**STORED DATA:**

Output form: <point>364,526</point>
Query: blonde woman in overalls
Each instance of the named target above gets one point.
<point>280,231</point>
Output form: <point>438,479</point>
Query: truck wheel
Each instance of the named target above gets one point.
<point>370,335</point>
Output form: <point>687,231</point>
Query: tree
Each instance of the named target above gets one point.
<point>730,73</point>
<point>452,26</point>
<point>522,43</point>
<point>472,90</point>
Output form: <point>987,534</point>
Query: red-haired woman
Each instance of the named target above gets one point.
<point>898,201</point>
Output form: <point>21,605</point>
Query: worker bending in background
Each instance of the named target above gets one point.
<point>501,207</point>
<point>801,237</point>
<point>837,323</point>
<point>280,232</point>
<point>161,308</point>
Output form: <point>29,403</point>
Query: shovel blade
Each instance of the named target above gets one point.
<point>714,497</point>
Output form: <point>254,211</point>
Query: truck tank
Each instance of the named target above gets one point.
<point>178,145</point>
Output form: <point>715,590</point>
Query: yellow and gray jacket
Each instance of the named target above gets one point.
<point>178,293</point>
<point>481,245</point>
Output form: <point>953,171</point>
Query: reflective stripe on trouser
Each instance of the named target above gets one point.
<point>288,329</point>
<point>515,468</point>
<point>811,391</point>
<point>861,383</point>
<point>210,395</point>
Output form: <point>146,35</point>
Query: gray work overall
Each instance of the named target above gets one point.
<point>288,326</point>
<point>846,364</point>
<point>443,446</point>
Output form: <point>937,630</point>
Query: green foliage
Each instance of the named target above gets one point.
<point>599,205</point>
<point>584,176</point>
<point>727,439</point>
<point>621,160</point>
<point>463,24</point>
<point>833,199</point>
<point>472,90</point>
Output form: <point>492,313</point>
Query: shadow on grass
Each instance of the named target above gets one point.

**INSTRUCTIONS FOR THE TASK:**
Repeat every entry above, replacing "named target" with "listed object" wherever it occurs and leaving everything else unchanged.

**ANSWER TO THIS EXERCISE:**
Output form: <point>364,526</point>
Query: blonde woman in overalls
Each instance of the listed object above gets one point.
<point>280,231</point>
Output form: <point>438,479</point>
Query: truck wheel
Each instance of the listed object above gets one point.
<point>370,335</point>
Output form: <point>687,231</point>
Query: tree
Each instance of the listed object above gets one point.
<point>730,73</point>
<point>452,26</point>
<point>522,43</point>
<point>472,90</point>
Output form: <point>987,534</point>
Query: red-haired woman
Each instance of the listed object above gets one point.
<point>898,201</point>
Output form: <point>21,605</point>
Query: worker bending in background
Each instance of the listed object above gets one point.
<point>501,207</point>
<point>801,237</point>
<point>837,323</point>
<point>280,232</point>
<point>161,308</point>
Output form: <point>29,403</point>
Query: shovel blade
Each instance of the listed object above gets one point.
<point>714,497</point>
Output form: <point>254,211</point>
Query: truck tank
Each instance of the listed object above gets one point.
<point>178,145</point>
Output form: <point>715,590</point>
Query: yellow and gray jacket
Each instance of the listed object above gets one point.
<point>178,293</point>
<point>481,245</point>
Output form: <point>953,171</point>
Query: reflective stripe on trouser
Each instance of the listed object above gets one point.
<point>288,329</point>
<point>515,468</point>
<point>811,391</point>
<point>861,383</point>
<point>210,395</point>
Output form: <point>146,35</point>
Query: gray work overall
Each instance of the listed object above gets one point.
<point>288,326</point>
<point>846,364</point>
<point>443,446</point>
Output form: <point>937,630</point>
Query: green foliage
Each instance of the listed object above gets one point.
<point>599,205</point>
<point>584,176</point>
<point>727,439</point>
<point>621,160</point>
<point>463,24</point>
<point>833,199</point>
<point>472,90</point>
Output form: <point>492,313</point>
Query: shadow on grass
Each instance of the listed object above gets one point.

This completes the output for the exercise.